* [Schriftliche Aufgabe]:
Gib aus den Datensätzen unten alles von der Zeile mit „texture above? Mark it with a dot.“ bis hinunter zur Zeile mit „(1154, 114)“ als nummerierte Liste wieder, beide Zeilen eingeschlossen. Lass dabei Leerzeilen weg.

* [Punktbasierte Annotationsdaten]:
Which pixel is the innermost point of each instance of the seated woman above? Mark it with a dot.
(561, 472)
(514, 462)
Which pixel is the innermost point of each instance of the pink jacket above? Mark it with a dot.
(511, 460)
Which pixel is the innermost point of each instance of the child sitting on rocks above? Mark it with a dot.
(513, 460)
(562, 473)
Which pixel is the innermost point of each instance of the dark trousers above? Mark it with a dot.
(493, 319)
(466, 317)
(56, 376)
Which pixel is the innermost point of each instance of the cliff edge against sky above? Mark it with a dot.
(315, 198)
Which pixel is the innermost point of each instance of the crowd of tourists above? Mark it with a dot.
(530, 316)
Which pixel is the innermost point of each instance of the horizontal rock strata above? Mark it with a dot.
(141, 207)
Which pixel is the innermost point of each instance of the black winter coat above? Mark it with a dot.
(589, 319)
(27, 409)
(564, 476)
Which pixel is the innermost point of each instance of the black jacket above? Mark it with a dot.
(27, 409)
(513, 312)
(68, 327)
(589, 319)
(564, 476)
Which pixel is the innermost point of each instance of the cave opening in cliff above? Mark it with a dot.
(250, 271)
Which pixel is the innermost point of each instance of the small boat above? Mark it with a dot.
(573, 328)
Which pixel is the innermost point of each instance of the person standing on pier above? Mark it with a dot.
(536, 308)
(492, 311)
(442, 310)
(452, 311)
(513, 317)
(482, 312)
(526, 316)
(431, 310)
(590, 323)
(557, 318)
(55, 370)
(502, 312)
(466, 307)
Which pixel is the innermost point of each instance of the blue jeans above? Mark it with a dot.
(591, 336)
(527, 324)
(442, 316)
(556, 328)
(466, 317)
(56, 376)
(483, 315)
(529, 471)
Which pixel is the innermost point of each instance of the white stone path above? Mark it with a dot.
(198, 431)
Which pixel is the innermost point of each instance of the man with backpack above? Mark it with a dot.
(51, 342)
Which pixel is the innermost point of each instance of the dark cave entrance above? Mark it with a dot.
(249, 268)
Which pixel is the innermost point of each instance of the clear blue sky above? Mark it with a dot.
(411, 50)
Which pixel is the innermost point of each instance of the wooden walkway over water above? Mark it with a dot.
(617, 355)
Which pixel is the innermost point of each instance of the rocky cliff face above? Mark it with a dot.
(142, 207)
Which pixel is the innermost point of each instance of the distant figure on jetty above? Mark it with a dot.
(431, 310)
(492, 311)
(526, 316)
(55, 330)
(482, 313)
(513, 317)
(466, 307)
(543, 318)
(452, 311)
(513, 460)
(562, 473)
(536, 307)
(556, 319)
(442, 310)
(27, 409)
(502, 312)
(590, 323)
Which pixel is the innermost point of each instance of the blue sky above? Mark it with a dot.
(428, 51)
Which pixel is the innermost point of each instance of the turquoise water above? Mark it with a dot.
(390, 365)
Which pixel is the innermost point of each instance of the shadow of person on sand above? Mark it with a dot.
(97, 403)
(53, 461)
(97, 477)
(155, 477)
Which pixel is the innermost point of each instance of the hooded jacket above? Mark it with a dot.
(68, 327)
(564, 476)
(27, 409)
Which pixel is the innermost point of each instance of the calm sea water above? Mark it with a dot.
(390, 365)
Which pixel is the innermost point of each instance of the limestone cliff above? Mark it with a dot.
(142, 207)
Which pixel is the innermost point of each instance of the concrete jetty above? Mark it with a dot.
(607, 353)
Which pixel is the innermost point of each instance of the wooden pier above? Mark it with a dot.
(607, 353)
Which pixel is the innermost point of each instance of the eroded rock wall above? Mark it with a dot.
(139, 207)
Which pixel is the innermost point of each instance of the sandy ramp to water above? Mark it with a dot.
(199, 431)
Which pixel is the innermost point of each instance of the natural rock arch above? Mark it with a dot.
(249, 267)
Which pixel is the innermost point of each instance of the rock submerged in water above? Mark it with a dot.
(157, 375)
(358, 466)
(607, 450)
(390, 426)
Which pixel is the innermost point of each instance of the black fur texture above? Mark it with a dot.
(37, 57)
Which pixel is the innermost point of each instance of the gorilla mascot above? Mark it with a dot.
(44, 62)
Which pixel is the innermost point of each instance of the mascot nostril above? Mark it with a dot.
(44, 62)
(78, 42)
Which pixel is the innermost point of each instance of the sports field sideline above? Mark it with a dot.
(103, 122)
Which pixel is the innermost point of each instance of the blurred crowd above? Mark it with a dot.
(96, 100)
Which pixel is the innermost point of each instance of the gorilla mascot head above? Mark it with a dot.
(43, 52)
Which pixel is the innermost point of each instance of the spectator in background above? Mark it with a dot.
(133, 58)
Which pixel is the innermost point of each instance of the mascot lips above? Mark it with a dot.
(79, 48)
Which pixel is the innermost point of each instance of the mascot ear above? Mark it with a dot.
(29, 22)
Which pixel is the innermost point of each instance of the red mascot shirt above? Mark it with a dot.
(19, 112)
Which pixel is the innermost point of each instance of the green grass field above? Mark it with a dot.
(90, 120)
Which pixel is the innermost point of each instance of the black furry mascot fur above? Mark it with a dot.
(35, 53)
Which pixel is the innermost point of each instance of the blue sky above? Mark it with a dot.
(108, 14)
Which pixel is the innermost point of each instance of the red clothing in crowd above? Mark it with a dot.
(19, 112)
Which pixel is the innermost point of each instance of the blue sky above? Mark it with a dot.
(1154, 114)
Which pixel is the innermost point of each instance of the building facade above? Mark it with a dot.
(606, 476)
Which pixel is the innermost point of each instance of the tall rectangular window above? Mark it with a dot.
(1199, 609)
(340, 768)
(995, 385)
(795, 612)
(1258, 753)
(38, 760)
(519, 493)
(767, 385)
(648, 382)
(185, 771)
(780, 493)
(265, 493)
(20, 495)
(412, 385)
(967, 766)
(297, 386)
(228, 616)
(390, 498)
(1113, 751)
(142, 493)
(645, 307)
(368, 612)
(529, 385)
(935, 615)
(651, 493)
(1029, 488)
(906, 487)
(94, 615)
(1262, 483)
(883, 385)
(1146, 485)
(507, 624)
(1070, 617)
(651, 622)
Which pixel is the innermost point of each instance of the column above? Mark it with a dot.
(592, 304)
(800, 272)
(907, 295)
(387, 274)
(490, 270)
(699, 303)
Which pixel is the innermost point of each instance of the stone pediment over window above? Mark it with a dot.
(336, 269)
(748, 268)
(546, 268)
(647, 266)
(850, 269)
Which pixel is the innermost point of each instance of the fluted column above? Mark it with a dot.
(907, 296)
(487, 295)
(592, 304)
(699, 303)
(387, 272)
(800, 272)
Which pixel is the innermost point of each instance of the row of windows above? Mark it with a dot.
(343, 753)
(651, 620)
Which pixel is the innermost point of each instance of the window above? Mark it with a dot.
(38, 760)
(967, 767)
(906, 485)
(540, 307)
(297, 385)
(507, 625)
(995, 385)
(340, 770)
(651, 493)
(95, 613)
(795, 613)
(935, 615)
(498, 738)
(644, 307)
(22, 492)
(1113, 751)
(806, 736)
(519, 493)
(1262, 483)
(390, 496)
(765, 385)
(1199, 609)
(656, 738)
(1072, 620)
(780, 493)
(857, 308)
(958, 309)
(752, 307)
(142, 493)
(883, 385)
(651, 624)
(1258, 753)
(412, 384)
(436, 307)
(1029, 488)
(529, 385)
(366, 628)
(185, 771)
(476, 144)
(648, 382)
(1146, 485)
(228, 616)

--

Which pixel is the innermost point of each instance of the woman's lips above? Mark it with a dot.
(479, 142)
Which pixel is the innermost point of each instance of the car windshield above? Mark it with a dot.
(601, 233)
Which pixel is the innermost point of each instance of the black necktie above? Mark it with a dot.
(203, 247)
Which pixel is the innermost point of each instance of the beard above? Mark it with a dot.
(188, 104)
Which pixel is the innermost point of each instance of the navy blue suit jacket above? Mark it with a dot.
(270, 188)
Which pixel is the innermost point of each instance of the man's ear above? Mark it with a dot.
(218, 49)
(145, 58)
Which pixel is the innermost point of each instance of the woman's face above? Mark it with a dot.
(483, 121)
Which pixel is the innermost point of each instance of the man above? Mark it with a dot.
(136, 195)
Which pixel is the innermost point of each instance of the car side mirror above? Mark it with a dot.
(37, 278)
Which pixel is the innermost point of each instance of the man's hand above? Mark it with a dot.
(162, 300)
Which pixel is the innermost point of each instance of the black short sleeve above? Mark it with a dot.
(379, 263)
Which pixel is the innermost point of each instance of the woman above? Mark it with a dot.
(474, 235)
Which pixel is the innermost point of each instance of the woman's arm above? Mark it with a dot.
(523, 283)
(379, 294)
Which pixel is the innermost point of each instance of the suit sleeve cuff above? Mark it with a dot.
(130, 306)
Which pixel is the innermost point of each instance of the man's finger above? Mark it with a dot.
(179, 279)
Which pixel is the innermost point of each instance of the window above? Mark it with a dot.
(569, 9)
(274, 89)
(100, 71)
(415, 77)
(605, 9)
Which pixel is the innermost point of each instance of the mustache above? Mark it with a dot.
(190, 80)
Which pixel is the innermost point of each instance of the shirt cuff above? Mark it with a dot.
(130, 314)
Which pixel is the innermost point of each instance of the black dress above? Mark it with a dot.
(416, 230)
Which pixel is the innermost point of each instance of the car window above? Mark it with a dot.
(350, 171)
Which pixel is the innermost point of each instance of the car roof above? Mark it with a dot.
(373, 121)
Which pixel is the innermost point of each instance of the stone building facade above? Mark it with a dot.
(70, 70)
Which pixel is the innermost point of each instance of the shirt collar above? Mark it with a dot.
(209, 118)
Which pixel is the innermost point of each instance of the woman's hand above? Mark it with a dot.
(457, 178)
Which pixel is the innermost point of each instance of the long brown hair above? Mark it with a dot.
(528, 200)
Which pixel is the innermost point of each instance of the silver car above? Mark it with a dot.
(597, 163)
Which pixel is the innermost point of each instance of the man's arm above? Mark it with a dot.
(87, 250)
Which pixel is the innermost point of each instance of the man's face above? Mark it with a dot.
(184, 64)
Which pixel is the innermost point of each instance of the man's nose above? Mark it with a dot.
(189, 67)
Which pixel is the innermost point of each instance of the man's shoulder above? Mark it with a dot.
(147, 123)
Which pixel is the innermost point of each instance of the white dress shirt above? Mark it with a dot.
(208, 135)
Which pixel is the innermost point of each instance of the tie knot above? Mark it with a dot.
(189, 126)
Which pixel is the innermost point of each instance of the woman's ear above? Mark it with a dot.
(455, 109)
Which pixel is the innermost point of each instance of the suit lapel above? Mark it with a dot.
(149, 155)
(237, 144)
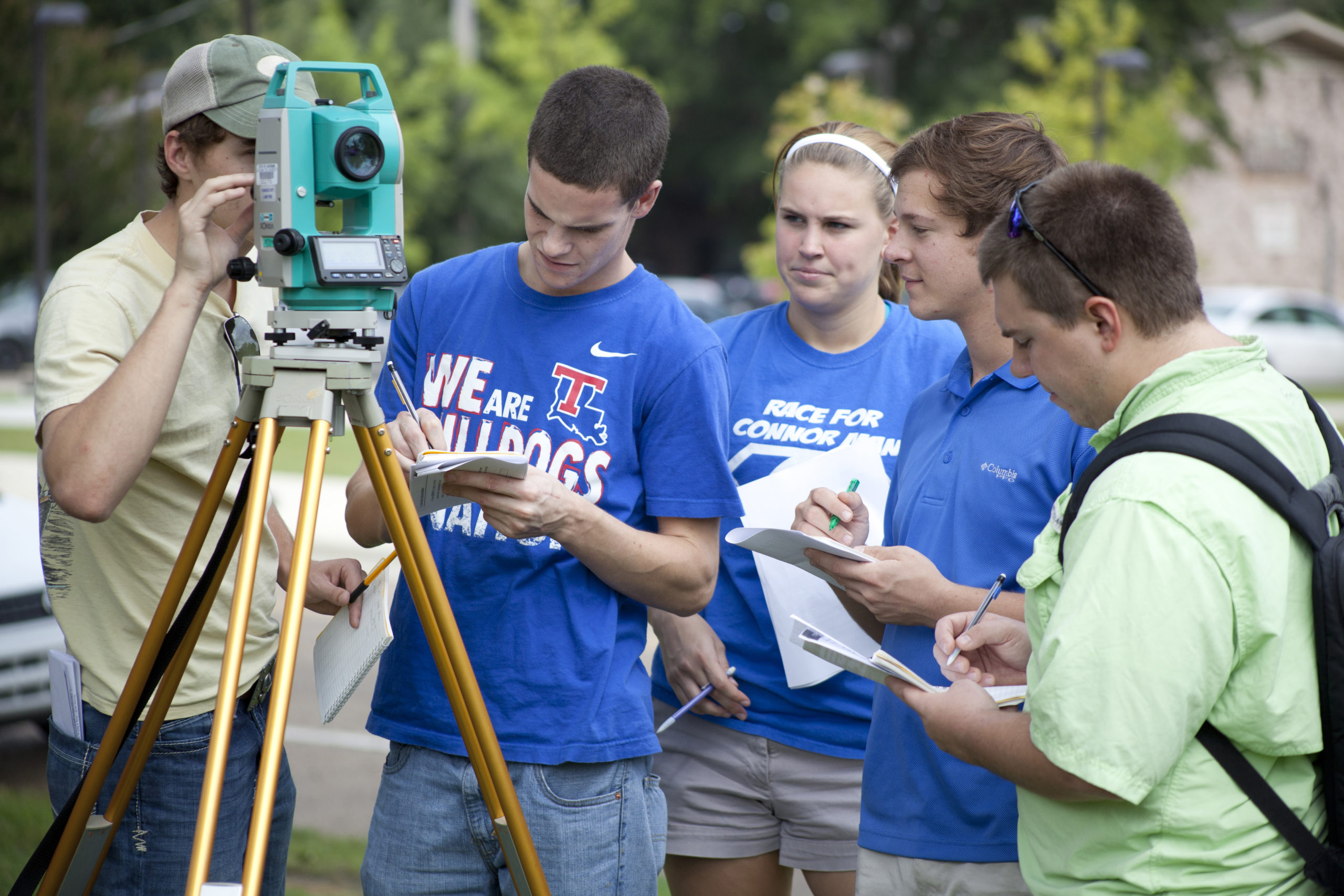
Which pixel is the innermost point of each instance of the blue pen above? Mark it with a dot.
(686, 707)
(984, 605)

* [Ergebnis der Übung]:
1. Which pixel is the innermost point of each instance of the black fur texture above? Mark it with a dot.
2. (37, 57)
3. Which pixel is the innermost point of each instance of the gorilla mascot above? Mark it with a dot.
4. (44, 62)
5. Which pixel is the innermost point of each instance of the mascot nostril above? Mark it with a dot.
6. (44, 62)
7. (78, 42)
8. Which pixel is the innermost point of each instance of the sports field sideline above? Mark it with a dot.
9. (103, 122)
10. Which pixel is the innermost point of each instance of the blurred crowd above? Mark it with a dot.
11. (96, 100)
12. Which pixel is the innermost point of each instance of the gorilla mascot head above? Mark it with a dot.
13. (43, 52)
14. Which pixel is the innermost point of each instance of the spectator in background above? Mark it with a dot.
15. (133, 58)
16. Which pixel is the innermost point of each instance of the mascot lips above? Mark it with a dot.
17. (79, 48)
18. Which pixel is the innermost point of each instance of the mascot ear above? Mark it with a dot.
19. (29, 22)
20. Which pixel is the innermost point of each instance of the red mascot shirt above? Mark it with a dot.
21. (19, 112)
22. Which pixel is the innermost point of each instance of the green grass field above? Mark it with a dot.
23. (90, 120)
24. Which pixel is the innermost point of each instance of the black furry mascot fur above? Mark it with a dot.
25. (35, 53)
26. Which pixel is the innermost point of each instance of the blue sky above? Mark it with a dot.
27. (108, 14)
28. Which pixel is the innermost point of each instance of the red clothing in crowd above? Mark it with a dot.
29. (19, 112)
30. Which pixel is the innermost point of each instance of the blue sky above? Mark it with a dot.
31. (1154, 114)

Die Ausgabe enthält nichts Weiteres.